START INFORMATION SHOWN

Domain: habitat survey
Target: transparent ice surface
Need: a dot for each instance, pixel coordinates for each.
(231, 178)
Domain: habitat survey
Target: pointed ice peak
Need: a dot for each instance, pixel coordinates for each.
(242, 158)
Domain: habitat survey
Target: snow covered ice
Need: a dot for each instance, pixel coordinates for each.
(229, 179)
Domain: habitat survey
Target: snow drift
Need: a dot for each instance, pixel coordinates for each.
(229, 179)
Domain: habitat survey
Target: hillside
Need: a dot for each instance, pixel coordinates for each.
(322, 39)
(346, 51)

END INFORMATION SHOWN
START INFORMATION SHOWN

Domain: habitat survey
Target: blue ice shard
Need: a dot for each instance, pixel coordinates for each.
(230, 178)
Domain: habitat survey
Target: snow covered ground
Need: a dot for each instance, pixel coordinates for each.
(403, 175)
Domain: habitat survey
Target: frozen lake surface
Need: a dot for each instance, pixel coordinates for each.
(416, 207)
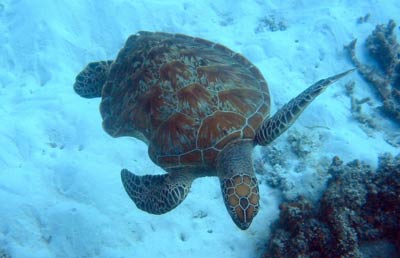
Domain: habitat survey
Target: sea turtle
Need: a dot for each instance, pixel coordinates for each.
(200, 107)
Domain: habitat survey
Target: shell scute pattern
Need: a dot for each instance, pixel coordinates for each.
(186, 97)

END INFORMATION SHOWN

» WHAT IS BEING ASKED: Collect each line above holding the string "covered".

» EXPECTED ANSWER:
Target: snow covered ice
Target: snow covered ground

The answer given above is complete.